Happy Easter everyone!
I had planned to have Easter dinner at my new house this year with lots of family. But plans changed. Many of you know about a month ago, my father-in-law was diagnosed with pancreatic cancer. After further tests, we learned the cancer spread throughout his body. He is 81 years old and has declined treatment, not wanting to be in anymore pain. Last week he was admitted to a Hospice center and today we visited him.
When we arrived we were told that he had received pain medication and would most likely be sleeping through our visit. It didn't matter. We sat next to him anyway. I watched as my husband tried to communicate with the man that raised him. My father-in-law kept slipping in and out of slumber, responding more to the conversations in his dreams than to my husband.
A woman and young girl, who I assumed was her daughter, came to the door. She asked if they could come in. We said yes but indicated my father-in-law was in no shape for a visit.
"That's okay. I just wanted to drop off this orchid for him," she said.

────

### INSTRUCTIONS TO FOLLOW
Retype the Easter hospice post from "Happy Easter everyone!" to "to my husband.", word for word.

### Collected data
────

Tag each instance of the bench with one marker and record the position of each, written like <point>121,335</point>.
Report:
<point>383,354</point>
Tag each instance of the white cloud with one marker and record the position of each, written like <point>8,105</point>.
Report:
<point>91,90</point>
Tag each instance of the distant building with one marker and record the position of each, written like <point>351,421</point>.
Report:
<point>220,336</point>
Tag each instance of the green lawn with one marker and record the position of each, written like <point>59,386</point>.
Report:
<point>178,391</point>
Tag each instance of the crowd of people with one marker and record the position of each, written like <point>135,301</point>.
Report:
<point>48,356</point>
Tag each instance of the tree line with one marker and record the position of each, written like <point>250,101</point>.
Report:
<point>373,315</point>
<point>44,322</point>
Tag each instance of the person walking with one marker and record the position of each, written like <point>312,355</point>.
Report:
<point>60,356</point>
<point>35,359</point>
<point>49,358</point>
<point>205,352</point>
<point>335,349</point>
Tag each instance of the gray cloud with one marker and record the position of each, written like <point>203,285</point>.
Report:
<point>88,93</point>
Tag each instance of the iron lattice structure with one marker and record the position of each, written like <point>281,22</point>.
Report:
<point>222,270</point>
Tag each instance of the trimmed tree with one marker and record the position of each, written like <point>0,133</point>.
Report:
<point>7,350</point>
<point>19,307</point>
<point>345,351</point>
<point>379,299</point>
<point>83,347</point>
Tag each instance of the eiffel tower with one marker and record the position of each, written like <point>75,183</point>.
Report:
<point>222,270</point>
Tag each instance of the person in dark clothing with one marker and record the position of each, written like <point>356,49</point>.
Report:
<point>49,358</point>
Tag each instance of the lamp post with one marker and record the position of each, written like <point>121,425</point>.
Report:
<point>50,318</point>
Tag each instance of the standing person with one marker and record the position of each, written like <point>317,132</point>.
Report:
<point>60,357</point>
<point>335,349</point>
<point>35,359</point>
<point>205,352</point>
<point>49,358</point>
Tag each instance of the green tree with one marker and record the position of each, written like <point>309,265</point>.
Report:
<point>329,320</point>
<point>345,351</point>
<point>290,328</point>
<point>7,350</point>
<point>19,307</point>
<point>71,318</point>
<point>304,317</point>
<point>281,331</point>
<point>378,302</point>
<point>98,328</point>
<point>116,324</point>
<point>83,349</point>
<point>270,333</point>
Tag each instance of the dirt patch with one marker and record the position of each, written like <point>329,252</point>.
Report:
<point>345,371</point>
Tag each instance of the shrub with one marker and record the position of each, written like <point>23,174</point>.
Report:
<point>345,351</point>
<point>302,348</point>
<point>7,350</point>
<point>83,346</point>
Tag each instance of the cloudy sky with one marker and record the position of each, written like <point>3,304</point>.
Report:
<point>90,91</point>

────

### RESULT OF THE EXERCISE
Happy Easter everyone!
I had planned to have Easter dinner at my new house this year with lots of family. But plans changed. Many of you know about a month ago, my father-in-law was diagnosed with pancreatic cancer. After further tests, we learned the cancer spread throughout his body. He is 81 years old and has declined treatment, not wanting to be in anymore pain. Last week he was admitted to a Hospice center and today we visited him.
When we arrived we were told that he had received pain medication and would most likely be sleeping through our visit. It didn't matter. We sat next to him anyway. I watched as my husband tried to communicate with the man that raised him. My father-in-law kept slipping in and out of slumber, responding more to the conversations in his dreams than to my husband.